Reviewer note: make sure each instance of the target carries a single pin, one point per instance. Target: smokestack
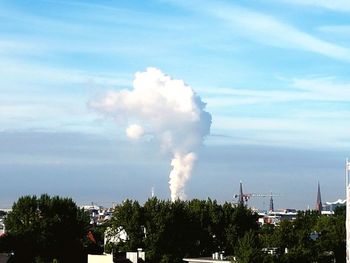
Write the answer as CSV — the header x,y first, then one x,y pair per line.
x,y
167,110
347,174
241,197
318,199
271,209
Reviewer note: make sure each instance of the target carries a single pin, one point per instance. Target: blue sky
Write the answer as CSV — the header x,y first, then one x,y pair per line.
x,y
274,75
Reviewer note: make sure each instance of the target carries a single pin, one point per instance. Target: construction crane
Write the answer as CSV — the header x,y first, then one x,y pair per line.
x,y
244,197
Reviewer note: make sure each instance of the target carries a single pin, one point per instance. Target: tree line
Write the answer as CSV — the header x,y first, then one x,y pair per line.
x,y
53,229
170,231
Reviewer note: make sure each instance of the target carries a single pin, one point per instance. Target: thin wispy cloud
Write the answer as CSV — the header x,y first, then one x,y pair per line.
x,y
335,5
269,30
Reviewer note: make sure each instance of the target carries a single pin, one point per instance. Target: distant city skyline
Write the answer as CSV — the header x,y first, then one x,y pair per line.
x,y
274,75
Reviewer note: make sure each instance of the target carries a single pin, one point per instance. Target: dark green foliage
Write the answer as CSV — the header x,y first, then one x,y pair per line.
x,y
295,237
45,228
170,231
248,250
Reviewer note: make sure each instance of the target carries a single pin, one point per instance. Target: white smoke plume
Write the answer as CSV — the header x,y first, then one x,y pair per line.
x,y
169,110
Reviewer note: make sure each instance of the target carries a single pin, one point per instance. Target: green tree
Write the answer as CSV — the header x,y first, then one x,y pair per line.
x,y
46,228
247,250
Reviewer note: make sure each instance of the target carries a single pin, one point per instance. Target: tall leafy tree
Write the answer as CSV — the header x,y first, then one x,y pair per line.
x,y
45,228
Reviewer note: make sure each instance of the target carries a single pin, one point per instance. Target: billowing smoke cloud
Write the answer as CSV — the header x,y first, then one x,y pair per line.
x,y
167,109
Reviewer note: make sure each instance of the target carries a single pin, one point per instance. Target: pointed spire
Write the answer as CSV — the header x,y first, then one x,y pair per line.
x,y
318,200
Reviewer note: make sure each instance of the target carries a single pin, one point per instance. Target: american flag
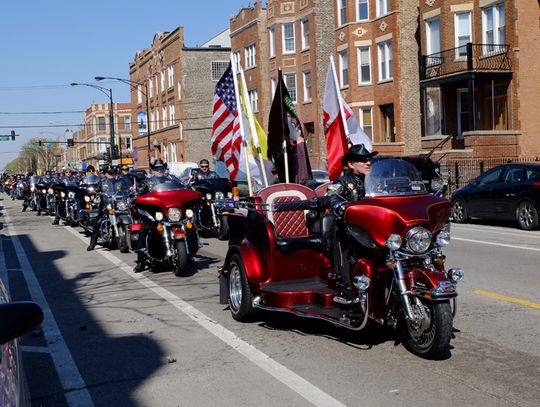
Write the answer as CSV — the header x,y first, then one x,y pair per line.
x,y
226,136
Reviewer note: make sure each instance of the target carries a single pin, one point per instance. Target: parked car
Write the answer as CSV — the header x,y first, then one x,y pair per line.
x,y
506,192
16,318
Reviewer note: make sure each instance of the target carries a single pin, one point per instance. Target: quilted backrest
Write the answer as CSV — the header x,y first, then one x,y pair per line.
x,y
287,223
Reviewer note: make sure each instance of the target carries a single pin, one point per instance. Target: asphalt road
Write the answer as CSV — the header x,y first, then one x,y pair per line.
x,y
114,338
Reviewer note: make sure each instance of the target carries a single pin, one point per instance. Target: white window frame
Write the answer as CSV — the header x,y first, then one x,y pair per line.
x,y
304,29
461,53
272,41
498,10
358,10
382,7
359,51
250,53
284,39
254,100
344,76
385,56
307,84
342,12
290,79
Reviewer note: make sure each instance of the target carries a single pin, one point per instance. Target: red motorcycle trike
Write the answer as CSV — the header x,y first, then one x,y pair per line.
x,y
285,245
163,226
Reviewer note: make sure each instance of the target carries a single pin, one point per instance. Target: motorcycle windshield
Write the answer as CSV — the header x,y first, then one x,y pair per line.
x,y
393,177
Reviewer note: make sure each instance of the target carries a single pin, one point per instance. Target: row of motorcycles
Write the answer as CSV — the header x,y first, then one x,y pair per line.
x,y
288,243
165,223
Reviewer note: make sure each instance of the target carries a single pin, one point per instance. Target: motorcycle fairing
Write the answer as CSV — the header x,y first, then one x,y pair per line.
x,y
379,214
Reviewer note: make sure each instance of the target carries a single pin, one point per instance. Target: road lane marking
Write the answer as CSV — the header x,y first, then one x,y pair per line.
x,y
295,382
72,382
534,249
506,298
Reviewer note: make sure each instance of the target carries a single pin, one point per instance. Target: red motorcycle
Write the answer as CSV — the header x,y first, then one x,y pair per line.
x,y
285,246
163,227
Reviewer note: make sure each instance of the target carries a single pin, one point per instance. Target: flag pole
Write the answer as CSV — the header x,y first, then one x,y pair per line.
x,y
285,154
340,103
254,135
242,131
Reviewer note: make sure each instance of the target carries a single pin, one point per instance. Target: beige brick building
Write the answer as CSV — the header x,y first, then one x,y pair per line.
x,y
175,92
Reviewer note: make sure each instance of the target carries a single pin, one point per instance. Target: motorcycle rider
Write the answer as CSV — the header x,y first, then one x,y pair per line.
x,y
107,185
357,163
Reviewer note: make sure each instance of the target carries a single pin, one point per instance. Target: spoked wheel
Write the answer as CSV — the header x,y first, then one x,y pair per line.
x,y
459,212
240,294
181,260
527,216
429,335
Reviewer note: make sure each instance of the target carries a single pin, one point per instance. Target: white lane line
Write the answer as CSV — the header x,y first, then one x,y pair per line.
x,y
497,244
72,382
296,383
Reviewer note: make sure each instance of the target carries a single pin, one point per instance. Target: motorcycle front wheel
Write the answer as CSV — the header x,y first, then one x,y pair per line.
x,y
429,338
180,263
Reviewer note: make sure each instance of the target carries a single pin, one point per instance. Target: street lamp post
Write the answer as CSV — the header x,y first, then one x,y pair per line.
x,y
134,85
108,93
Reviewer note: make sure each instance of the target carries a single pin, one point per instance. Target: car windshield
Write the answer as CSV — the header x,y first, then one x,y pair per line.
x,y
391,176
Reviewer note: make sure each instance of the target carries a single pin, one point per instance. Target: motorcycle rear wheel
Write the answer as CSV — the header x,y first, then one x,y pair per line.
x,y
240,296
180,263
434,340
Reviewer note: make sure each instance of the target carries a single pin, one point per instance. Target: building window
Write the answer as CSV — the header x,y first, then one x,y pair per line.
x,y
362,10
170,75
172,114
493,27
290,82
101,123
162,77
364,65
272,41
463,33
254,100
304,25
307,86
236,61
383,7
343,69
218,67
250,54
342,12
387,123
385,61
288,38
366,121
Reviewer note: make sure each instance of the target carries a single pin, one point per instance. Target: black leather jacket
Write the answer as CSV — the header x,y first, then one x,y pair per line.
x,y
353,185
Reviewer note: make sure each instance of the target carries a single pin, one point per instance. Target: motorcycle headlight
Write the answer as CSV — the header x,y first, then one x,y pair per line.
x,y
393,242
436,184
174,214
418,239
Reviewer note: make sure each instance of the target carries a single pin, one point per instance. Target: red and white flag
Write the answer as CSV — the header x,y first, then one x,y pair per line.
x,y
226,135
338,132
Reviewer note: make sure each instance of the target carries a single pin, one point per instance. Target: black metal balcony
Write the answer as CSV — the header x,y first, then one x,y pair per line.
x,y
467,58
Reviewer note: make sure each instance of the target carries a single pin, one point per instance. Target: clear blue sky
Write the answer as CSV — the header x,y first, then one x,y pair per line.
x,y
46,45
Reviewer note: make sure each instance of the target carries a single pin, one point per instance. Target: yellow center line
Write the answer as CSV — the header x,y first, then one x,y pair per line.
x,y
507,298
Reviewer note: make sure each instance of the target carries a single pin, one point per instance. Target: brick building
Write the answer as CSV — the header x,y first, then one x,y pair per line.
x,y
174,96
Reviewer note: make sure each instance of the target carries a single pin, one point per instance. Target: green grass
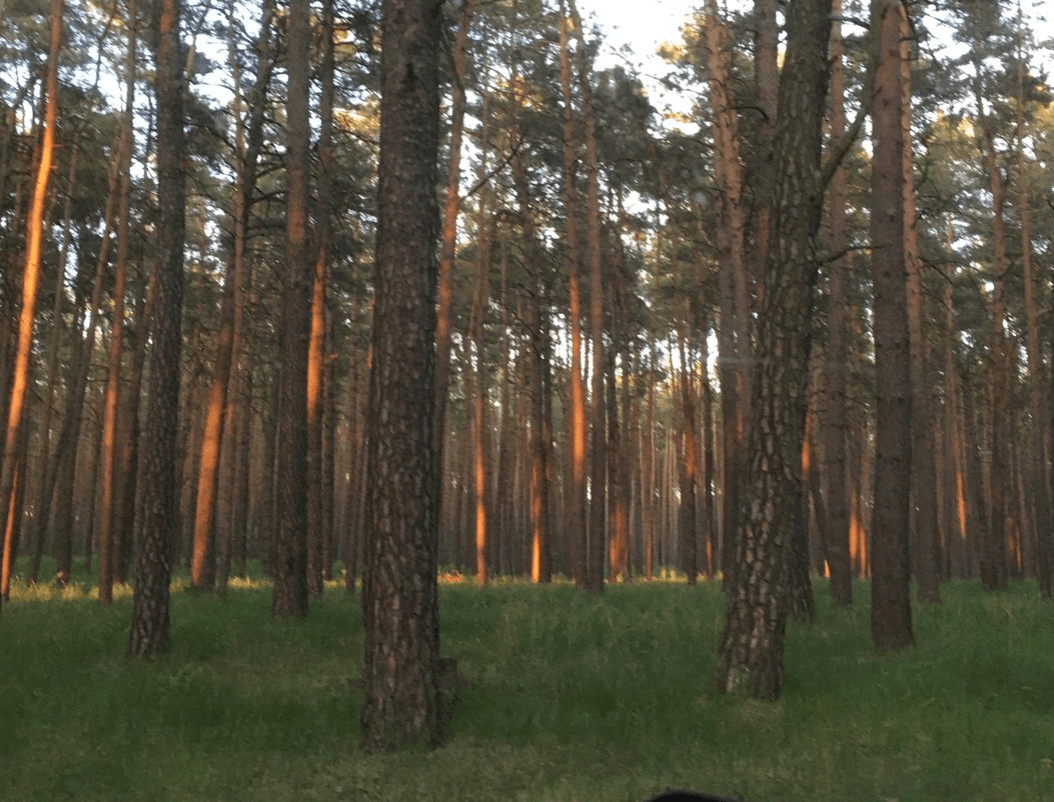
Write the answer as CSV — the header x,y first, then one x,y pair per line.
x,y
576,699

Task directions: Leave every image out, and retype the material exactly.

Task answer:
Reviewer note: make sure each instance of the target carries a single pin, one point per instance. Target: smokestack
Write the answer as CSV — the header x,y first, then one x,y pair per line.
x,y
167,110
347,174
241,197
318,199
271,209
Reviewer note: make sure each instance of the target carries a single pin, one point per instance. Target: blue sky
Write the answer as CSV — the header x,y first, then one x,y pair per line.
x,y
274,75
Reviewer note: make sure each instance of the target carries a single pin, one point per instance. Target: construction crane
Write the answer as CSV — the header x,y first, then one x,y pair per line.
x,y
244,197
Reviewer note: make sure each instance of the target carries a single pin, one point per instance. Target: tree line
Write the answer as CSV — the header x,y first, then one x,y pair per line.
x,y
53,229
170,231
Reviewer note: make sure each instance of the target carries a single pin, one point per instance. Target: thin wispy cloud
Write the answer as CSV — the header x,y first, then one x,y pair per line.
x,y
335,5
269,30
Reviewer note: make sure each instance of the target carries a single pin, one point per instance. Target: distant city skyline
Write the answer as CSV — the header x,y first, then one x,y pair per line.
x,y
274,75
Reviewer note: make sure each instance of the target carries a single pin, one point per instance. Target: dark green foliage
Write the answer as CSV — the header x,y first, then one x,y pair per line.
x,y
295,237
45,228
170,231
248,250
Reviewer note: make sure each instance of the target carries a single pin, one point per instance. Target: white smoke plume
Write the answer as CSV — the header x,y first, then one x,y pair per line.
x,y
169,110
Reviewer note: make sure each instance of the target carries a single pin, one point per instance. Target: green tree
Write the answer as CSV — the header x,y first, then one x,y pair per line.
x,y
46,228
247,250
Reviewer note: make sure each instance of the target carries a single pin, one point per instance. Target: tall leafy tree
Write the answer as CSV — the header x,y first, then one x,y pair per line.
x,y
45,228
Reviewer note: make sure each instance of the target carries a single pin, one point per instance. Target: billowing smoke cloud
Write the answer as CSV — the header x,y first, then one x,y pair per line.
x,y
167,109
Reviewer note: make sure each instance of the target carries a single pin, one point per instance. Target: pointed spire
Write the answer as CSV — the header x,y first, then one x,y pair per line.
x,y
318,200
Reviewer note: make sure each instance of the target carries a single pin, one point per instance. Target: american flag
Write the answer as CSV — the header x,y first, then one x,y pair per line.
x,y
226,136
Reviewer note: make sure each instance of the target carries a single pin, one point per instance. Target: parked car
Write the answer as CSV — the header x,y first, then one x,y pair per line.
x,y
506,192
16,318
Reviewer note: make sure each instance of the target carries a single pin, one point per instance. Target: quilted backrest
Write the answer as CSV — the header x,y first, then one x,y pair per line.
x,y
287,223
Reviewer note: make sure each instance of the target carries a single pin, one point per instance. Target: asphalt road
Write the answer as CSV — the header x,y first, then one x,y pair per line.
x,y
114,338
Reviewer note: make sure each instance of the target carries a single pin, one point per instance. Target: white window frame
Write the answer as CSV — the header x,y first, then one x,y pair per line.
x,y
304,29
461,53
272,41
498,10
358,10
382,7
359,51
250,53
284,39
254,100
344,76
385,56
307,84
342,12
290,79
Reviewer note: make sure each instance of the target carries a single pin, one point per instance. Target: red motorcycle trike
Write the answer as CSV — the header x,y first, then one x,y pair per line.
x,y
285,245
163,226
Reviewer note: make sure each instance of the target carries a single pin, one point per instance. Target: motorcycle windshield
Write the answer as CSV — the header x,y first, then one x,y pair per line.
x,y
393,177
Reviewer note: make sure each instance of the target carries a single pin, one point per instance. Target: row of motorcycles
Write the answer as CSV — the header x,y first, then one x,y pair per line.
x,y
288,243
165,223
Reviewer note: make sure each instance of the target carries a single pin, one point per instance. Target: motorcycle fairing
Write the answer as CSV — the header x,y first, then one x,y pair per line.
x,y
379,214
Reviewer note: make sure each instance of the target carries a single pin, one point per instance. Target: road lane marking
Write the answer as CSV — the header x,y first, then one x,y pair per line.
x,y
295,382
72,382
534,249
506,298
Reviewer note: make sure each instance of the target carries a single pin, one point per instance. Target: red motorcycle
Write the answer as CSV — the header x,y first, then one x,y pair per line.
x,y
285,246
163,227
Reviewer note: make sure each instance of the target carries a single pin, one point per instance. Target: flag pole
Write the answer as CSV — the header x,y first, then one x,y pair per line.
x,y
285,154
340,103
254,135
242,131
Reviewer note: make sure each instance of the target carries a single pin, one point per instance. Target: beige brick building
Write the answer as CSV — the header x,y first, then one x,y pair per line.
x,y
175,92
Reviewer note: make sure each instance of the target carries a single pin, one point per instance. Target: motorcycle rider
Write the answer as CSV — the header x,y first, then one x,y pair per line.
x,y
107,185
357,163
Reviewer note: make sure each instance of the target carries a single pin, one point per instance. Target: spoked wheel
Write the answer as CSV — the header x,y first, then one x,y pair per line.
x,y
459,212
240,294
181,260
527,216
429,335
Reviewer note: make sure each instance of the target carries a single pin, one point per instance. Target: white lane line
Write the answer as CSV — the header x,y first, then one x,y pair per line.
x,y
497,244
72,382
296,383
Reviewer note: make sure each instance of the target carries a single pin, one point per instance. Target: motorcycle front wheel
Write the answer as CSV — the header x,y first, then one x,y pair per line.
x,y
429,338
180,263
Reviewer note: make sure each instance of the target carries a single pin, one point per instance. Target: street lamp post
Write the answer as CSV — the header x,y first, then one x,y pair per line.
x,y
134,85
108,93
Reviewer note: make sure each instance of the target carries a single pin, one point per instance. Target: car windshield
Write the answer as CSV — the header x,y first, then one x,y pair per line.
x,y
391,176
Reviewer note: make sure each instance of the target carries a single pin, one point per instance. Target: motorcycle rear wheel
Write the answer as CSV — the header x,y first, then one x,y pair per line.
x,y
240,296
180,263
434,340
Reviewer note: make sure each instance of the target carries a single pin, one point per instance. Target: building window
Write the answer as CSV — the header x,y first, then one x,y pair per line.
x,y
362,10
170,75
172,114
493,27
290,82
101,123
162,77
364,65
272,41
463,33
254,100
304,25
307,86
236,61
383,7
343,69
218,67
250,54
342,12
387,123
385,61
288,38
366,121
Reviewer note: make sure each instance of the target carries a single pin, one point per instance. Target: black leather jacket
Write the answer as CSV — the header x,y first, then one x,y pair per line.
x,y
353,185
Reviewer note: make sure each instance of the target carries a single pin, one point per instance. Target: motorcycle headlight
Write the answer as CSV — the header x,y first, then one x,y pair per line.
x,y
393,242
436,184
174,214
418,239
Reviewer note: make sure each instance of the target carries a single pin, one point per instance. Target: red and white flag
Write the answer as CSV — the header x,y first, then one x,y pair per line.
x,y
226,135
338,132
Reviewer note: make sure each instance of the target carries a single pin, one point per instance. Target: black metal balcony
Write the answer as CSV — the header x,y first, then one x,y pair per line.
x,y
467,58
Reviewer note: make sure each instance of the target carries a single pin, one point per instance. Target: clear blue sky
Write the answer as CSV — the header x,y first, then one x,y pair per line.
x,y
46,45
Reviewer note: make sure each instance of the target carries a single pin, one point per instance. Target: yellow center line
Write the answer as CSV — the header x,y first, then one x,y pair per line.
x,y
507,298
Reviewer note: make sure each instance of the target carries a single pin, one point per instance. Target: brick building
Write the answer as CSV — the header x,y first, then one x,y pair per line.
x,y
174,96
Reviewer note: make sure each instance of the target carries a single pin, one point per instance. Target: green grass
Write the answer as CSV — the header x,y first, then one x,y pair per line.
x,y
576,699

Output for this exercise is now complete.